##### Record set

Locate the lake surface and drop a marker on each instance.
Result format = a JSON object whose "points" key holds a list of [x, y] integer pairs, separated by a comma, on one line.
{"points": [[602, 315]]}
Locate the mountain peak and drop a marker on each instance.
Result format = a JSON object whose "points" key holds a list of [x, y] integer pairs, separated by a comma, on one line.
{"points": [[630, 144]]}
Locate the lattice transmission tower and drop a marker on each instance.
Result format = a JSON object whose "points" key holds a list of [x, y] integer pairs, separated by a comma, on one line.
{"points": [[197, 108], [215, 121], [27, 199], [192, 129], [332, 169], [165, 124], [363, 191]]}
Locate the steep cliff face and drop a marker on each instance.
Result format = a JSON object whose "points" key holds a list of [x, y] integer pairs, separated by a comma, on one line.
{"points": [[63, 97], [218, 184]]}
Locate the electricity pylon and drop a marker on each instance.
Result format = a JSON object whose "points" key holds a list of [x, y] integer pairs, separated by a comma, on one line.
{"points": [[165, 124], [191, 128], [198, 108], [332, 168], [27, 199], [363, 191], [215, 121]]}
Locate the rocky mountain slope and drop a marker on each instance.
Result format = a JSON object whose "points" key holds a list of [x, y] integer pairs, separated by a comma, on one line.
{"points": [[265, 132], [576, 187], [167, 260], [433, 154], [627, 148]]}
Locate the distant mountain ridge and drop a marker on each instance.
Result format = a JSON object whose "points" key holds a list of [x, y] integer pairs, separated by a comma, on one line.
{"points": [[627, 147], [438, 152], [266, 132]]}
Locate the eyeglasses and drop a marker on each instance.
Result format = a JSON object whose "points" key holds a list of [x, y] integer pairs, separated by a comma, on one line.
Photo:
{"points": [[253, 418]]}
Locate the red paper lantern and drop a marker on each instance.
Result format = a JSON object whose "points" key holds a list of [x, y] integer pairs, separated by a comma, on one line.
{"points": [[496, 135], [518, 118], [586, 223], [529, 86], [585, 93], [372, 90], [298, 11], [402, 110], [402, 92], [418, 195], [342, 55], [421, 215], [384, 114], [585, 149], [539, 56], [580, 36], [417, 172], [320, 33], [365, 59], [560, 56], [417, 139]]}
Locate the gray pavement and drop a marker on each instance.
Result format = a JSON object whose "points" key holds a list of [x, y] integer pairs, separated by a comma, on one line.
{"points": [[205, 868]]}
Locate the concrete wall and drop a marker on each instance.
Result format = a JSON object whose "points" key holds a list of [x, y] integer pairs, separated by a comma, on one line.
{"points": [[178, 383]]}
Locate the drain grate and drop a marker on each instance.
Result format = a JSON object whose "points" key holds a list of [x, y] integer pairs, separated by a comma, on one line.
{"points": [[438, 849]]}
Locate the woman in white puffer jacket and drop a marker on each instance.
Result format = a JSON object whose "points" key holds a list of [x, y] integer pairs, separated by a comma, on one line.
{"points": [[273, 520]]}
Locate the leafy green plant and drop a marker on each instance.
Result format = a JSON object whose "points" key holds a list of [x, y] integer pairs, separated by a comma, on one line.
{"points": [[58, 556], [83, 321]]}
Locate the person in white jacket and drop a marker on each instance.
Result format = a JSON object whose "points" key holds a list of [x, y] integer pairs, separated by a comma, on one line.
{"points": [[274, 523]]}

##########

• **Aim of the exercise**
Read the listing. Report every line that includes the word "jacket".

• **Written answer**
Locate the woman in white puffer jacket and drop a marker on each instance.
Locate the person in white jacket and drop a marker on each instance.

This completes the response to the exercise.